• Directions:
Scan the data below and give the number of lines that include the word "backpack", with no other words.

• Material provided:

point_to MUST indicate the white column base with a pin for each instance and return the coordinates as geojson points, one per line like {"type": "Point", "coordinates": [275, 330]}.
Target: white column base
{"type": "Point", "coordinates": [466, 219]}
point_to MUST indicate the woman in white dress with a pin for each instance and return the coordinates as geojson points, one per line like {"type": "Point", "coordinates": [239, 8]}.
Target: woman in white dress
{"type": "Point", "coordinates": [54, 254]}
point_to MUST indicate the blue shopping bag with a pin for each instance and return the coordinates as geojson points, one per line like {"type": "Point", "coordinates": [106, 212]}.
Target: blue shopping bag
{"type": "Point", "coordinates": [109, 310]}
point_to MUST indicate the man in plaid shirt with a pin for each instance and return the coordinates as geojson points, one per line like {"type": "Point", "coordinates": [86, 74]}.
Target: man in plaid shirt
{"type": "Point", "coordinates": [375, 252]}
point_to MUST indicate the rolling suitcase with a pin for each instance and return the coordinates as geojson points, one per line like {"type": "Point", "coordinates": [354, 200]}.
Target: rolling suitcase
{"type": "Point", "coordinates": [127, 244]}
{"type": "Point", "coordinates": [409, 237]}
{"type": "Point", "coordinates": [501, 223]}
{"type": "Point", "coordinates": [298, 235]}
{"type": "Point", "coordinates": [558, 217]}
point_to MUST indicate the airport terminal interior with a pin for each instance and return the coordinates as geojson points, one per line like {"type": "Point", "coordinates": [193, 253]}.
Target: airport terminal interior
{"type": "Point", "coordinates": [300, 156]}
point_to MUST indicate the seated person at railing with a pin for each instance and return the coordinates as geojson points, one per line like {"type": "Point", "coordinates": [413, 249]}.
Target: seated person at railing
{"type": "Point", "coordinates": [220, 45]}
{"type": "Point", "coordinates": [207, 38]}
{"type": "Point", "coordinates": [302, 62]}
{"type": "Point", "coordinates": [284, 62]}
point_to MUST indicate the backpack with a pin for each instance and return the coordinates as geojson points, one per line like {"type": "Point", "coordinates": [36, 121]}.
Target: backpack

• Written response:
2